◆ **Directions for this task**
Reproduce all of the records below word for word, without changing anything.

◆ **Information shown**
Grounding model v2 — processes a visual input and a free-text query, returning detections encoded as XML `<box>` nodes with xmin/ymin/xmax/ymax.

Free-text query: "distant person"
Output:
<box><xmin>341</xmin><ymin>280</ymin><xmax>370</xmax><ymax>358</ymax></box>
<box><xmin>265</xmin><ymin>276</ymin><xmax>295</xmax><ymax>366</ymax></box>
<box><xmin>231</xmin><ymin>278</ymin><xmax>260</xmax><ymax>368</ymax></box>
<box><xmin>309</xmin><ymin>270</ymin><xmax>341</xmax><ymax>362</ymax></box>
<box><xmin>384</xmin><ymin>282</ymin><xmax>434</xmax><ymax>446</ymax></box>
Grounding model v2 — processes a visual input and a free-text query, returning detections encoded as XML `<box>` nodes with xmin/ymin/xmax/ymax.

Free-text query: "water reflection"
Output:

◆ **Full output**
Grounding model v2 — processes a visual input and a free-text query, returning detections encoded as XML `<box>` nodes with xmin/ymin/xmax/ymax.

Free-text query: "distant person"
Output:
<box><xmin>341</xmin><ymin>280</ymin><xmax>370</xmax><ymax>358</ymax></box>
<box><xmin>265</xmin><ymin>276</ymin><xmax>295</xmax><ymax>366</ymax></box>
<box><xmin>231</xmin><ymin>278</ymin><xmax>260</xmax><ymax>368</ymax></box>
<box><xmin>309</xmin><ymin>270</ymin><xmax>341</xmax><ymax>362</ymax></box>
<box><xmin>384</xmin><ymin>282</ymin><xmax>434</xmax><ymax>446</ymax></box>
Grounding model v2 — processes a visual input and a free-text query, returning detections encoded as XML `<box>` nodes with xmin/ymin/xmax/ymax.

Free-text query: "water reflection"
Output:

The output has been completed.